%%
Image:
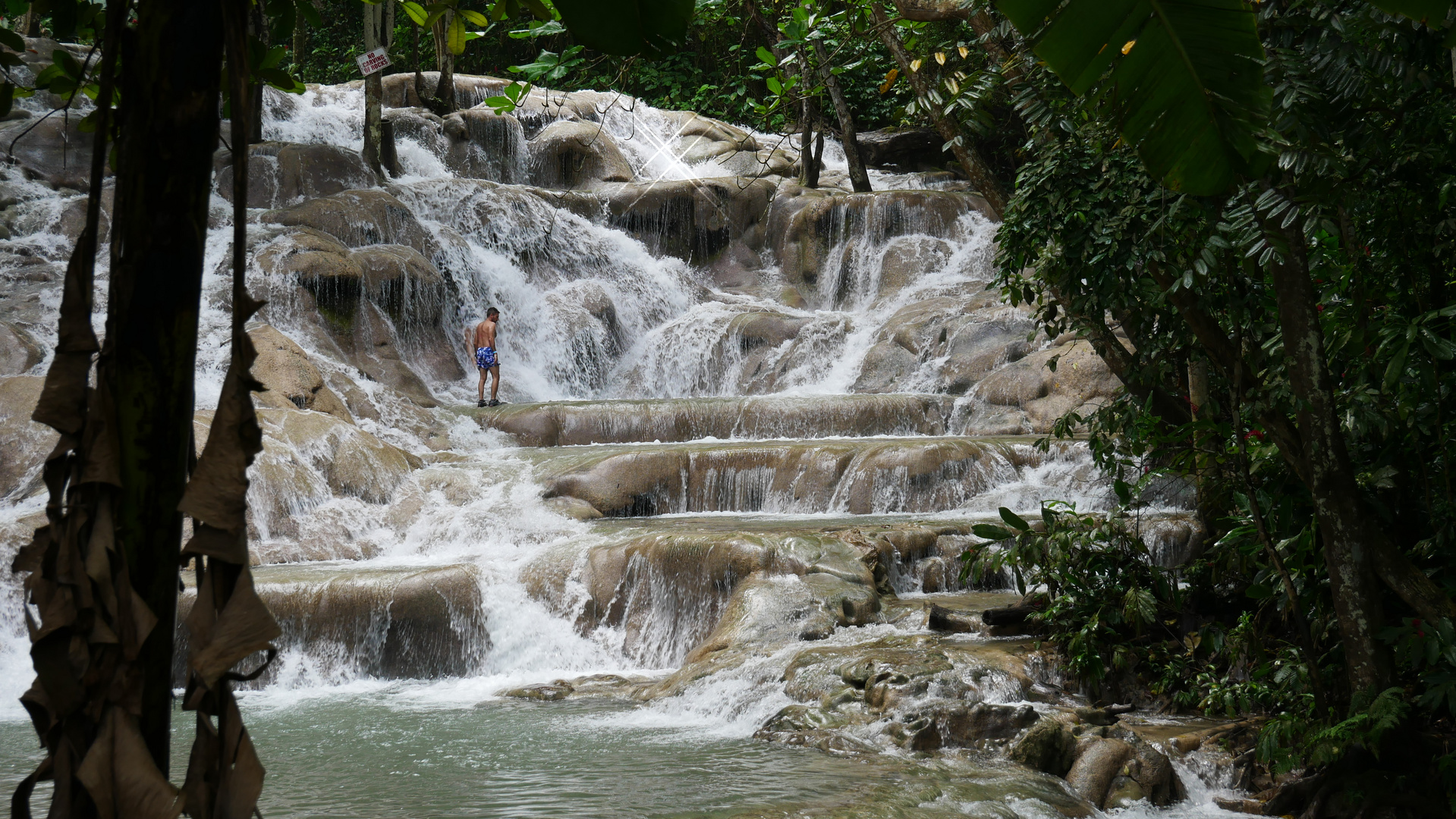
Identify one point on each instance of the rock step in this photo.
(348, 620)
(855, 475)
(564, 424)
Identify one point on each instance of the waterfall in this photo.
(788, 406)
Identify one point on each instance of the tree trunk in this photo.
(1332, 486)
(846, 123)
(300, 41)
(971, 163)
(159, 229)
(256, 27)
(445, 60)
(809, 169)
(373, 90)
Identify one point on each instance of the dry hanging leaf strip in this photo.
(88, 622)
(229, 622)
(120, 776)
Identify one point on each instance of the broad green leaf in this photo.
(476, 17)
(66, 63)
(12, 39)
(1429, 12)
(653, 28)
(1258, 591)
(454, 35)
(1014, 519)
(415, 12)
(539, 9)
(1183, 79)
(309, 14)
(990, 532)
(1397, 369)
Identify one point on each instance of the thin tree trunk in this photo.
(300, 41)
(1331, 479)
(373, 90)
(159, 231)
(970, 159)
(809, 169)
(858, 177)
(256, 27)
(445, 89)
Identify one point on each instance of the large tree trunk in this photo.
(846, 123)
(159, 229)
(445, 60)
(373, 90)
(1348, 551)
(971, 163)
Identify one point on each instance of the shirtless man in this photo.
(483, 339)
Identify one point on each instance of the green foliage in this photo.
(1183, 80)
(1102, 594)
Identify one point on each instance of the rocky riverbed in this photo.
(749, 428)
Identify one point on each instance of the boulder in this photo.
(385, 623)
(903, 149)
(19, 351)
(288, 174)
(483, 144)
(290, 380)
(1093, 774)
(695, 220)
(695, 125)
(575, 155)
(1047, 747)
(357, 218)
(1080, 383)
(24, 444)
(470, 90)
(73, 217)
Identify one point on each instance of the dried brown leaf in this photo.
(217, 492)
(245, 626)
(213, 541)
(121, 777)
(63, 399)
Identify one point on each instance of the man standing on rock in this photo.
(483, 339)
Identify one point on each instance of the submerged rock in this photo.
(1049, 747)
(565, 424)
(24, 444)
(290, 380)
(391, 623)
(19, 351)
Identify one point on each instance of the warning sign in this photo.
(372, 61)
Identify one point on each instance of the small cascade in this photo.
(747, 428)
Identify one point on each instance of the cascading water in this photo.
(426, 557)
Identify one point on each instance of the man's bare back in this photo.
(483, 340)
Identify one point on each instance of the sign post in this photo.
%%
WHAT IS ASKED:
Transcribe exactly the line containing "Identify one point on each instance of the dried" and all remaining lines of the material, ending with the last one.

OUTPUT BELOW:
Identify one point on each instance of the dried brown leaf in this photo.
(217, 492)
(245, 626)
(213, 541)
(121, 777)
(63, 399)
Identify one point on each instance of the man standing on rock in this photo.
(483, 339)
Identify one point on each instance of the submerged rock in this photo.
(1049, 747)
(565, 424)
(24, 444)
(290, 380)
(391, 623)
(19, 351)
Identify one point on each instance of the warning sign in this photo.
(372, 61)
Identify one point on each instance of the small cascade in this photo.
(747, 428)
Identify one point on each instance of the cascading water in this photo.
(426, 557)
Identify one point on each instance of the man's bare back in this photo.
(483, 340)
Identify one point on each instance of the sign post in this photo.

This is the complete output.